Die Free Software Foundation Europe veröffentlicht heute ihre
Freien-Software-Wahlprüfsteine für die Wahl zum Landtag des Saarlandes
am 25. März. Die Parteien konnten Stellung nehmen zu Fragen über die
generelle Förderung von Freier Software, dem Problem der
Herstellerabhängigkeit bei unfreier Software, Offenen Standards, dem
Einsatz von Freier Software in der Bildung, Werbung für unfreie Software
auf Webseiten der öffentlichen Verwaltung sowie zu Softwarepatenten.

Verglichen mit den vielen positiven Antworten auf unsere Wahlprüfsteine
vor der letzten Landtagswahl in Berlin, sind die Positionen der meisten
Parteien im Saarland eine Enttäuschung. Sie reichen zumeist von seicht
bis unverbindlich. Geradezu schockierend wirkt jedoch die Position der
Saarländer Piratenpartei. In ihrer Antwort bezeichnet sie die Schaffung
von Abhängigkeiten und restriktiven Lizensierungen als "das gute Recht"

• Kurze Übung A: Gib jede Zeile der folgenden Datensätze zurück, in der die Zeichenfolge „stake“ vorkommt. Groß- und Kleinschreibung sind dabei zu beachten.

• Datensätze:
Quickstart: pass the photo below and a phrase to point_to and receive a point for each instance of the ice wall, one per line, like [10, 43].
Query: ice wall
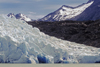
[20, 43]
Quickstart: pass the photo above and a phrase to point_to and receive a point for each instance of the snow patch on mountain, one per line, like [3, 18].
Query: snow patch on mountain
[19, 16]
[20, 43]
[66, 12]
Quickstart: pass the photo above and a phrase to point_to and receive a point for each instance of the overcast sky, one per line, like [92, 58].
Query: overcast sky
[35, 8]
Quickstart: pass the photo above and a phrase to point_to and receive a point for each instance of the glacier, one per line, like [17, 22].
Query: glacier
[21, 43]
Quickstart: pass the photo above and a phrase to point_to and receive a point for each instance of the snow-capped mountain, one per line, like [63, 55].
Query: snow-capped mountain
[19, 16]
[91, 13]
[20, 43]
[67, 12]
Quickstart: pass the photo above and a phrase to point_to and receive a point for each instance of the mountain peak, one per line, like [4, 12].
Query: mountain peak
[66, 12]
[19, 16]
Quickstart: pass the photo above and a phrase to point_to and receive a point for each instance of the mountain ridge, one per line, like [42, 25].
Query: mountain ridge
[67, 12]
[19, 16]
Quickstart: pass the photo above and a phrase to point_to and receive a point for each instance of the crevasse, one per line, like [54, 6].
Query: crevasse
[20, 43]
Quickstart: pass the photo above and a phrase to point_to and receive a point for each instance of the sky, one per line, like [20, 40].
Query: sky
[35, 9]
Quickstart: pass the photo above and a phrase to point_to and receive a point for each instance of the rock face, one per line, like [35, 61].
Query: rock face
[19, 16]
[87, 32]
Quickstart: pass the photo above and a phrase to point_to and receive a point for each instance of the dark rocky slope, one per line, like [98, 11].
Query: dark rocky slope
[84, 32]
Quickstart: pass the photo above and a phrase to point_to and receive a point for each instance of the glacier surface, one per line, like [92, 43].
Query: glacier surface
[20, 43]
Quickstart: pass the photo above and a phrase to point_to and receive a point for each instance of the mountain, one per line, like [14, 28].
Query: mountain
[67, 12]
[19, 16]
[83, 32]
[20, 43]
[91, 13]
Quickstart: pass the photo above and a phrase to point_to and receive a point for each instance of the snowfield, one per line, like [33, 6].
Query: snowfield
[67, 12]
[20, 43]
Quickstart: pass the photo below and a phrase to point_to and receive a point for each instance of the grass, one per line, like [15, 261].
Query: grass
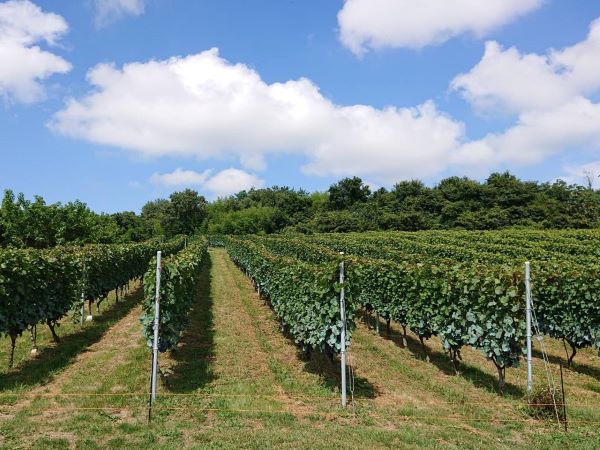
[236, 382]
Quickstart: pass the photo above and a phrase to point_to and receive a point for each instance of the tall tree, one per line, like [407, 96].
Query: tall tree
[347, 192]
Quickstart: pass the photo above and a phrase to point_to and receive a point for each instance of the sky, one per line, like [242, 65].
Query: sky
[118, 102]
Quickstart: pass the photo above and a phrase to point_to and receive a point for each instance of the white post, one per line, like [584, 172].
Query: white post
[156, 325]
[83, 298]
[343, 334]
[528, 319]
[82, 306]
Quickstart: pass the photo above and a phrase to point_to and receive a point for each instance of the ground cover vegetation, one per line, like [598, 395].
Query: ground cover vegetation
[468, 290]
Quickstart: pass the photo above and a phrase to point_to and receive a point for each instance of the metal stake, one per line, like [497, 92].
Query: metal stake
[83, 298]
[528, 319]
[562, 387]
[156, 325]
[343, 333]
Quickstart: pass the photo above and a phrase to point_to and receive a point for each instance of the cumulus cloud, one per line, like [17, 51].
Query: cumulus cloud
[23, 64]
[225, 182]
[203, 106]
[549, 94]
[109, 11]
[583, 174]
[230, 181]
[375, 24]
[180, 177]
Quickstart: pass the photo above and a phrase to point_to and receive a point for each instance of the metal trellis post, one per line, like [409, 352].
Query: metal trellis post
[343, 333]
[156, 325]
[528, 320]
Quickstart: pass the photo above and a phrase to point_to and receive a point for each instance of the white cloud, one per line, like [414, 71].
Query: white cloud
[109, 11]
[548, 93]
[22, 63]
[508, 81]
[202, 106]
[377, 24]
[578, 174]
[226, 182]
[180, 177]
[231, 181]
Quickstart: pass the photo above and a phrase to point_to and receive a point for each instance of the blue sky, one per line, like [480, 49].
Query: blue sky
[117, 102]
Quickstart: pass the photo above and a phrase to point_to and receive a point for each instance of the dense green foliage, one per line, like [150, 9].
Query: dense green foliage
[455, 203]
[501, 201]
[41, 286]
[35, 224]
[464, 290]
[304, 294]
[179, 277]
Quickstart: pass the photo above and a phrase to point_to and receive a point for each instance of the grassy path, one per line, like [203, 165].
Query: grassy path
[236, 382]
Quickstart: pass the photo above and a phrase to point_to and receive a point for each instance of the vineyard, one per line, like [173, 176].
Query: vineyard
[257, 344]
[42, 286]
[466, 288]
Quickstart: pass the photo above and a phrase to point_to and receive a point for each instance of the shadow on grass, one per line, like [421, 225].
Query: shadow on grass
[583, 369]
[327, 367]
[195, 352]
[329, 370]
[443, 362]
[58, 356]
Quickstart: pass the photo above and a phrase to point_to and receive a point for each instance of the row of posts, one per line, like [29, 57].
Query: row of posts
[343, 331]
[342, 334]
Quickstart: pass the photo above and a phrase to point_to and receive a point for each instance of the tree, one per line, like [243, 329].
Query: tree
[347, 192]
[185, 213]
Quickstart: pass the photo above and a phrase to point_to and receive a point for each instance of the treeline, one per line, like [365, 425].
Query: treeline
[36, 224]
[501, 201]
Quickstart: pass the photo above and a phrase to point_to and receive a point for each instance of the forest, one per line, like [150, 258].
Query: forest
[501, 201]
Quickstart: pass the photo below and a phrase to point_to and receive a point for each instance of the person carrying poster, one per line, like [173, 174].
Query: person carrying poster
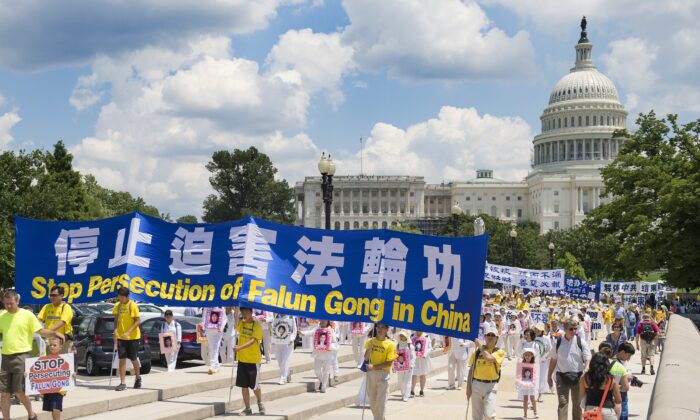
[484, 375]
[214, 321]
[58, 316]
[380, 352]
[249, 358]
[172, 326]
[358, 337]
[527, 380]
[127, 335]
[17, 328]
[325, 348]
[456, 361]
[404, 363]
[284, 331]
[422, 367]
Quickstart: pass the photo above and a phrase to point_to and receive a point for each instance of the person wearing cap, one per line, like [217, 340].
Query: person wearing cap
[380, 353]
[484, 375]
[170, 325]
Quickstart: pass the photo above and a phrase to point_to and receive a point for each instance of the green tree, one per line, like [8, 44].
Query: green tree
[187, 219]
[655, 182]
[245, 184]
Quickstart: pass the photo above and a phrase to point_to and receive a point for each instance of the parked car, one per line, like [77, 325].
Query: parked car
[190, 348]
[94, 344]
[149, 311]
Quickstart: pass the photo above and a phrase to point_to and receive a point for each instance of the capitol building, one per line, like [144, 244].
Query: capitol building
[563, 185]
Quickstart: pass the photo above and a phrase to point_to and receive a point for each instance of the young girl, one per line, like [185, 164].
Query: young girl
[422, 367]
[405, 348]
[323, 355]
[527, 385]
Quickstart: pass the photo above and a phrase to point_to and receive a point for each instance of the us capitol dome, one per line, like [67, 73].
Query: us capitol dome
[563, 185]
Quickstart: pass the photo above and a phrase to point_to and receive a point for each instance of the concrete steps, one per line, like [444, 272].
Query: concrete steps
[316, 405]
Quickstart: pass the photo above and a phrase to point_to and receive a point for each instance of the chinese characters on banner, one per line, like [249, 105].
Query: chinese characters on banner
[545, 280]
[403, 279]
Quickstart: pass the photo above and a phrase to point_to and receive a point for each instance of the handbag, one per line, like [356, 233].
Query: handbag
[597, 413]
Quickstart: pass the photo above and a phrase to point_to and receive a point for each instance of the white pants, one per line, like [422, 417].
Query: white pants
[267, 345]
[214, 338]
[171, 359]
[358, 347]
[484, 400]
[405, 382]
[283, 352]
[323, 371]
[455, 366]
[512, 345]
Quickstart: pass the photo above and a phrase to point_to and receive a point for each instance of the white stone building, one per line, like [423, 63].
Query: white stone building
[563, 185]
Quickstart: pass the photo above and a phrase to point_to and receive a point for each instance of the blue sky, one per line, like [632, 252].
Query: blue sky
[143, 94]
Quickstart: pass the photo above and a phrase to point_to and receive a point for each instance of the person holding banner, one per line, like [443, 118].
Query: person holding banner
[249, 358]
[127, 335]
[172, 326]
[214, 321]
[484, 375]
[58, 316]
[17, 328]
[380, 352]
[404, 363]
[284, 331]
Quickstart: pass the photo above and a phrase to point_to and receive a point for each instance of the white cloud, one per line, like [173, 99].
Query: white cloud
[435, 39]
[78, 31]
[7, 121]
[448, 147]
[321, 61]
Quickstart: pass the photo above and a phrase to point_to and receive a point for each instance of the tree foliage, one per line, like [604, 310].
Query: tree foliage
[655, 182]
[245, 184]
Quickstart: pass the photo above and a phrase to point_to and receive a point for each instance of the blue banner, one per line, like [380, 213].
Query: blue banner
[405, 280]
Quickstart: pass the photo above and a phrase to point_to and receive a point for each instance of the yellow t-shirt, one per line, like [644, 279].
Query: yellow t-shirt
[51, 314]
[246, 331]
[487, 371]
[18, 331]
[382, 351]
[127, 317]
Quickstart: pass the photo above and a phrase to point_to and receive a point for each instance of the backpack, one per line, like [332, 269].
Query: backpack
[648, 333]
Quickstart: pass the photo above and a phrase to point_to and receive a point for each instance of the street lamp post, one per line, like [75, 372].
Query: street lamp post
[456, 211]
[327, 169]
[551, 255]
[513, 235]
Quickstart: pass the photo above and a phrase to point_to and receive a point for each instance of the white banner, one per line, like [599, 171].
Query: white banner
[546, 280]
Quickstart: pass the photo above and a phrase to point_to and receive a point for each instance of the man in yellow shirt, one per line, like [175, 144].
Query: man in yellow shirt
[249, 357]
[17, 327]
[380, 353]
[58, 316]
[484, 376]
[127, 335]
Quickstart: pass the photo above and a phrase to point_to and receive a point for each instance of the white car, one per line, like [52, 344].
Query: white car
[149, 311]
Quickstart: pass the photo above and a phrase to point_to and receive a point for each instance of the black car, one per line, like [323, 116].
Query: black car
[190, 348]
[94, 345]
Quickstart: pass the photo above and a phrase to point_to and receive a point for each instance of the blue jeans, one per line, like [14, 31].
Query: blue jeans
[624, 413]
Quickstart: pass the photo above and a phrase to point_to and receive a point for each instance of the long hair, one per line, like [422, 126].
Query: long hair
[598, 371]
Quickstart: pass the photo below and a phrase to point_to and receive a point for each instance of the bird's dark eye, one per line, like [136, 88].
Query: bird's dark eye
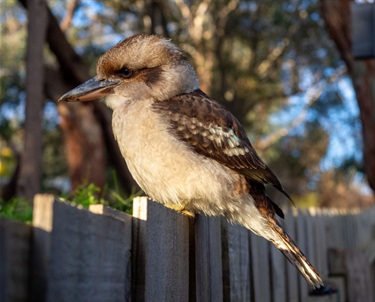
[125, 72]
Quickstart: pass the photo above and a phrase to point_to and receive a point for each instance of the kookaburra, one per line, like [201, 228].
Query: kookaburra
[184, 149]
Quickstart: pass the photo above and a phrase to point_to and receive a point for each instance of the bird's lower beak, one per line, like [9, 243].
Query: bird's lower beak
[90, 90]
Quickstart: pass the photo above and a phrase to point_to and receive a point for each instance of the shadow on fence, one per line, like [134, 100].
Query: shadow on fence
[71, 254]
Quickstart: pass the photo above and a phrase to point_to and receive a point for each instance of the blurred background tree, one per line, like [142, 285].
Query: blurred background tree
[271, 63]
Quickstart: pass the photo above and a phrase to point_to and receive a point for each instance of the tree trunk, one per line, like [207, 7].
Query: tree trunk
[29, 181]
[85, 126]
[336, 14]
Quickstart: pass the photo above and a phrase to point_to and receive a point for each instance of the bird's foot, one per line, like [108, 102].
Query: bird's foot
[181, 208]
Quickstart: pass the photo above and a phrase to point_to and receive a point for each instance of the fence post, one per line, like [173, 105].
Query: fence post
[15, 238]
[209, 285]
[239, 263]
[79, 255]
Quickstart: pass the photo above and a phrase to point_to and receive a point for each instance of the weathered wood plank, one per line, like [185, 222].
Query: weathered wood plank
[291, 271]
[278, 274]
[209, 286]
[167, 254]
[139, 248]
[239, 263]
[302, 242]
[15, 248]
[89, 254]
[42, 228]
[261, 268]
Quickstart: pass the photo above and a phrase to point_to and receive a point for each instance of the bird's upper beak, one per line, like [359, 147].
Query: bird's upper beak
[90, 90]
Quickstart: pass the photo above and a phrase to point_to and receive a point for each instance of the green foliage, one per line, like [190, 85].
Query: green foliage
[86, 195]
[17, 209]
[307, 200]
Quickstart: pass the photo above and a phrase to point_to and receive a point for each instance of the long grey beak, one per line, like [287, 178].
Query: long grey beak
[90, 90]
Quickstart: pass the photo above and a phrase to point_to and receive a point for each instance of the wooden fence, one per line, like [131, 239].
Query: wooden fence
[72, 254]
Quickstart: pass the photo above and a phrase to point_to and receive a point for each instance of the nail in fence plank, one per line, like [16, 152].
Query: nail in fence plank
[88, 254]
[167, 254]
[209, 286]
[261, 268]
[139, 248]
[14, 260]
[239, 263]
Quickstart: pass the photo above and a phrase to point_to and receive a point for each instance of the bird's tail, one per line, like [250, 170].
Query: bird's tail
[290, 250]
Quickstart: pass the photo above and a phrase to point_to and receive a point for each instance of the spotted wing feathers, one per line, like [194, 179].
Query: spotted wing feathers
[214, 132]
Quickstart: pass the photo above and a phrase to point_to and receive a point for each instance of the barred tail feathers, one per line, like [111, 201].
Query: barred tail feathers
[294, 255]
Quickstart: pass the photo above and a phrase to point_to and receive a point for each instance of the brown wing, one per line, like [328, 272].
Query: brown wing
[212, 131]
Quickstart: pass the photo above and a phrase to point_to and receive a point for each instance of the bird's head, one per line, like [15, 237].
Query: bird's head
[142, 66]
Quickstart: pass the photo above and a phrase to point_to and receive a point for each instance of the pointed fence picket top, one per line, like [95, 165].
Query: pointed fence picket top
[74, 254]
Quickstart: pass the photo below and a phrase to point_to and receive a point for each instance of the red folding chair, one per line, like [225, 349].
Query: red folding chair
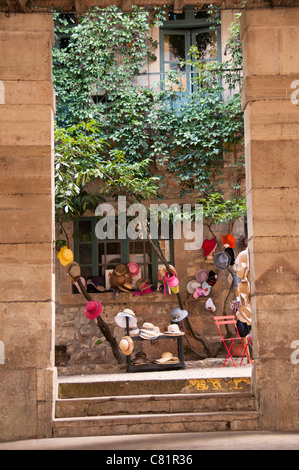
[229, 343]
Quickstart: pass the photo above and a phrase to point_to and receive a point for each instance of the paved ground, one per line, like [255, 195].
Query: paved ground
[149, 442]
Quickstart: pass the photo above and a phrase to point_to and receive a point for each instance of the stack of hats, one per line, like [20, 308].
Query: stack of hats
[173, 330]
[241, 268]
[149, 331]
[167, 358]
[170, 281]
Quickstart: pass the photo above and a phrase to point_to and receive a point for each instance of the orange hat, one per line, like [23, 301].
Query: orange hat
[229, 240]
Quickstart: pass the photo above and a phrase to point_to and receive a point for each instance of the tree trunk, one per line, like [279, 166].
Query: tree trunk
[105, 329]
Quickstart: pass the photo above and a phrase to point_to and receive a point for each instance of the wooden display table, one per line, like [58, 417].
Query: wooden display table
[154, 366]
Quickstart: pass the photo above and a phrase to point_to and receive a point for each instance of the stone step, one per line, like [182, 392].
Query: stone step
[151, 384]
[156, 423]
[153, 404]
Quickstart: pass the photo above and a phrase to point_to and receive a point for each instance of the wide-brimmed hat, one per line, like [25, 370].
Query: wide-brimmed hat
[244, 315]
[206, 288]
[73, 270]
[65, 256]
[212, 278]
[229, 240]
[221, 260]
[143, 284]
[167, 357]
[148, 331]
[126, 345]
[140, 358]
[162, 271]
[199, 292]
[173, 330]
[133, 269]
[201, 275]
[121, 278]
[231, 254]
[208, 246]
[120, 318]
[92, 309]
[178, 314]
[192, 286]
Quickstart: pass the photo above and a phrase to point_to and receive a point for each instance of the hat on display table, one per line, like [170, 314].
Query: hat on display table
[178, 314]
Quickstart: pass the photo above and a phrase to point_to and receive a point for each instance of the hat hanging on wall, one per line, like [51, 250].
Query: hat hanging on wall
[65, 256]
[231, 254]
[208, 246]
[92, 309]
[221, 260]
[201, 275]
[133, 269]
[126, 345]
[192, 286]
[120, 318]
[229, 240]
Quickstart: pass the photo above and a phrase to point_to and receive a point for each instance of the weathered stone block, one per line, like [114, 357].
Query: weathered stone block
[26, 170]
[27, 332]
[26, 219]
[22, 125]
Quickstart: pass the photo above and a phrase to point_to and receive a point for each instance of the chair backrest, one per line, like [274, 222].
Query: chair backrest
[226, 320]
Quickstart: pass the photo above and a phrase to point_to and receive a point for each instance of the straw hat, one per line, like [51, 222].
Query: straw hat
[167, 357]
[65, 256]
[126, 345]
[174, 330]
[149, 331]
[178, 315]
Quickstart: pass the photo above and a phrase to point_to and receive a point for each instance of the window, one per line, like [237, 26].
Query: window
[179, 33]
[99, 257]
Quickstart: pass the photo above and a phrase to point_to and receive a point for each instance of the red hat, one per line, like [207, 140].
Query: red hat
[229, 240]
[208, 246]
[92, 309]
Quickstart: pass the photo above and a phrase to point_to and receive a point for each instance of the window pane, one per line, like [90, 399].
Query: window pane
[85, 253]
[207, 45]
[85, 230]
[174, 47]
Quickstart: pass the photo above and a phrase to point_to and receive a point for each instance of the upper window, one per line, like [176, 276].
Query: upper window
[179, 33]
[98, 258]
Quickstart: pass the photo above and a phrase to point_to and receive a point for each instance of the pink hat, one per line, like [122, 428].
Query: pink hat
[92, 309]
[133, 268]
[208, 246]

• Kurze Übung B: Nimm die Meldung über die Wahlprüfsteine zur Freien Software für die Landtagswahl im Saarland wieder auf und setze sie dort fort, wo sie oben endet.

• Antwort A:
Quickstart: pass the photo above and a phrase to point_to and receive a point for each instance of the metal stake, one per line, like [497, 92].
Query: metal stake

• Antwort B:
proprietärer Softwareunternehmen. 

== Einige Ergebnisse der Befragung ==

Die *CDU* Saarland hebt sich positiv von anderen Landesverbänden der
eigenen Partei ab. Zwar sind die meisten Antworten leider abweisend,
doch immerhin bleiben sie - im Gegensatz zu anderen Landesverbände der
CDU - beim Thema und lässt erkennen, dass sie sich mit den Fragen
beschäftigt hat. Die Aufzählung von Unix und AIX in einem Zug mit
GNU/Linux als Antwort auf eine Frage nach offenen Standards zeigt
allerdings, dass noch viel Nachholbedarf besteht. Aber zumindest scheint
im Saarland ein Landesverband der CDU im digitalen Zeitalter angekommen
zu sein.

Die Aussagen der *FDP* wirken sind insgesamt unverbindlich und reichen
von verhalten positiv bis vorsichtig negativ. Bestehende Monopole sind
"grundsätzlich nicht im Interesse der FDP" und sie wollen zudem
Marktbeschränkungen für Freie Software beseitigen. Wie dies insbesondere
mit ihrer verhaltenen Position zu Offenen Standards in Einklang zu
bringen ist, bleibt allerdings unklar.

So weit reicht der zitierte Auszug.